My ships in the South Sea, as I have told Your Majesty, are prepared to start on their voyage; for, as soon as I arrived in this capital, I began to hasten their departure; and they would already have sailed but that they were waiting for certain arms, artillery, and ammunition, which had come from Spain, for their service and that of Your Majesty. I hope, in Our Lord, that Your Majesty's good fortune will enable me to render good services by this voyage; for, even if a strait should not be discovered, I hope to find some route to the Spice Islands, so that Your Majesty may have yearly news of events there. Should Your Majesty be pleased to grant me the favours I have asked in a certain capitulation respecting that discovery, I offer myself to conquer all the Spiceries, and any other islands there may be between Malucco, Malacca, and China, and to arrange matters so that, instead of obtaining spices and drugs by trading with the king of Portugal, who now owns them, Your Majesty may obtain them as your own property, once the natives of those islands have acknowledged Your Majesty as their king and rightful sovereign. For, I pledge myself, if the said grants be made to me, to send such an armada thither, or to go myself personally, as will subdue those islands, settling Spaniards there whom I will provide with forts and the necessary artillery and war stores to defend themselves against all the princes of those parts or any other. Should Your Majesty be pleased that I undertake this business, granting me what I asked, I believe it will be for the good of Your service; and I propose that, should it not turn out as I have stated, Your Majesty shall order me to be punished as one who has reported falsely to his Sovereign.

Since my return, I have, likewise, ordered people to go overland to settle on the River Tabasco, which is also called Grijalba, and to conquer many provinces in that neighbourhood, whereby God, our Lord, and Your Majesty, will be well served, and the ships navigating in those parts will derive much benefit. The port is a good one, and, if populated by Spaniards, and if the coast tribes be pacified, the vessels coming and going will be safe, whereas heretofore the natives there have been savage, and have killed the Spaniards who landed there.

——

▶ [Required task A]
Gather every line in the entries below that contains the string "cliff", and copy each one.

——

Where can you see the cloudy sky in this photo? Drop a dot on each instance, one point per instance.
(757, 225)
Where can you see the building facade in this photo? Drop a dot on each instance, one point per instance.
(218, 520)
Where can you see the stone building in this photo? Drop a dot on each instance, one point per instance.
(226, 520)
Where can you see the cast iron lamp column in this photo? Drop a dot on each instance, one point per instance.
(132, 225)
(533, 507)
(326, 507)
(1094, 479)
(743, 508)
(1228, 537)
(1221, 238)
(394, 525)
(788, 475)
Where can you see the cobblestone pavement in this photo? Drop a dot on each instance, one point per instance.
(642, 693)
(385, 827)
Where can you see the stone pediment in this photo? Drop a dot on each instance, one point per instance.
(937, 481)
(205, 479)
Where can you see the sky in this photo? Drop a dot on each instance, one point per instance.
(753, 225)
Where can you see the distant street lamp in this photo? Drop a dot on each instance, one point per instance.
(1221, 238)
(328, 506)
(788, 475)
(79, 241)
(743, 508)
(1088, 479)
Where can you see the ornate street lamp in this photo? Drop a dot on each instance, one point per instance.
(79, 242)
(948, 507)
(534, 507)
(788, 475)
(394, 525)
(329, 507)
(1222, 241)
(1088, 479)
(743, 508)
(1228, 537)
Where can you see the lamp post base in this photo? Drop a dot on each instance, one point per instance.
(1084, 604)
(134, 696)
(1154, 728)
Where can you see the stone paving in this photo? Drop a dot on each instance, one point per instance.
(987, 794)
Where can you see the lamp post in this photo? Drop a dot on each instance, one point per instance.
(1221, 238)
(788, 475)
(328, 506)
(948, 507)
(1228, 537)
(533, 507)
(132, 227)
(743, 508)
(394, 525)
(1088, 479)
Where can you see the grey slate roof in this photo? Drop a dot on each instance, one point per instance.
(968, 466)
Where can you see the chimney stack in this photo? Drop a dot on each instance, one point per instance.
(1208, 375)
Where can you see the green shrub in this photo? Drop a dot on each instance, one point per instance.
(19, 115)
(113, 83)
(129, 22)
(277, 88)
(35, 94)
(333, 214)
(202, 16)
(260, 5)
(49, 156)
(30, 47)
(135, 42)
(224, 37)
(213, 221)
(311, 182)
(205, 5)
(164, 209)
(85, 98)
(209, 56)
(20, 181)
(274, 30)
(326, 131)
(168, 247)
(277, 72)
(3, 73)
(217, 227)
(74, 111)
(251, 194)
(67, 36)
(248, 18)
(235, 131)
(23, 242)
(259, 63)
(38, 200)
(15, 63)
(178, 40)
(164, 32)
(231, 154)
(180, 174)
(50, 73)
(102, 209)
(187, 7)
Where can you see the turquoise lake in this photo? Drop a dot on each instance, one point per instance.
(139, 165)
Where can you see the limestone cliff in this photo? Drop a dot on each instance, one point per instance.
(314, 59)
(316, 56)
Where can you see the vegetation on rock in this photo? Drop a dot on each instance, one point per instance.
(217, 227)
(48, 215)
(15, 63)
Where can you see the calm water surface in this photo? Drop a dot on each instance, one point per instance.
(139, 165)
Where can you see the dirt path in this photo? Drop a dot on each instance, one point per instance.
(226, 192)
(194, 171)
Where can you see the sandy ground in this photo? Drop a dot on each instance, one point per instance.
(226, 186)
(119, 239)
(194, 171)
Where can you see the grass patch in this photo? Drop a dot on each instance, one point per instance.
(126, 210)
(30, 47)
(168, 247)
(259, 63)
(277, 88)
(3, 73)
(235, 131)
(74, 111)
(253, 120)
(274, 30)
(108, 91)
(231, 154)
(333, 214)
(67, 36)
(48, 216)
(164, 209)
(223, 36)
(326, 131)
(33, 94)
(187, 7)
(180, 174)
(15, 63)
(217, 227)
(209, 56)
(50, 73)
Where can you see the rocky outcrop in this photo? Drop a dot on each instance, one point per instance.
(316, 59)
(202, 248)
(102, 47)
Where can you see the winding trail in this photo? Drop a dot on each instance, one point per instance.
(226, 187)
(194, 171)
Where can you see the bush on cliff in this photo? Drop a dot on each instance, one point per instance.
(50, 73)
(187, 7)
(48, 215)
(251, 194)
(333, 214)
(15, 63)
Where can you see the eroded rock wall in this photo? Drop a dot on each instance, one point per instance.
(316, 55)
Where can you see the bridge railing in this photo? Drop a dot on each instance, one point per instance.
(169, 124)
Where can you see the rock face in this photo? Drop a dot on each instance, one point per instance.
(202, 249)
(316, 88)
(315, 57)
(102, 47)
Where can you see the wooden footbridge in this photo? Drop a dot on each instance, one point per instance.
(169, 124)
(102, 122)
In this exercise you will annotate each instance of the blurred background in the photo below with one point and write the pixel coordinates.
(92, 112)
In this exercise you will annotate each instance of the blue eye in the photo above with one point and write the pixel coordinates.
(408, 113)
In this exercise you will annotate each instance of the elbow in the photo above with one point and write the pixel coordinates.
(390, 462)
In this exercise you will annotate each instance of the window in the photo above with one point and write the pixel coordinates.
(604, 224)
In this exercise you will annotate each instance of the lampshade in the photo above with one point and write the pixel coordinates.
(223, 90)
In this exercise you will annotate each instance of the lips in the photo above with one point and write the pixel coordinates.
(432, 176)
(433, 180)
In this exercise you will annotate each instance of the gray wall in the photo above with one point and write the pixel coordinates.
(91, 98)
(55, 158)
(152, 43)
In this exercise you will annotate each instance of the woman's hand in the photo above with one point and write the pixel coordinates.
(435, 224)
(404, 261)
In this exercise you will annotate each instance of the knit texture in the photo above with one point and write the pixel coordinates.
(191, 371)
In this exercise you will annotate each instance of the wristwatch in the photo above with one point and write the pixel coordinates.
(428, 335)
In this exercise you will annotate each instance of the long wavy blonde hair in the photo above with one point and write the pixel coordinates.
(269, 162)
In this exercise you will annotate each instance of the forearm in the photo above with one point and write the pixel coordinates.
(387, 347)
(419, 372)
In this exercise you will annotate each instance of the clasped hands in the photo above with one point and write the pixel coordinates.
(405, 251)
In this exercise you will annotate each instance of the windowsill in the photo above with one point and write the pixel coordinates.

——

▶ [Required task B]
According to the text, what other name is the River Tabasco called?

▶ [Exercise answer A]
Where can you see the limestone cliff in this photo? Drop a dot on each instance, one point per instance.
Where can you see the bush on cliff in this photo? Drop a dot on each instance, one point per instance.

▶ [Exercise answer B]
Grijalba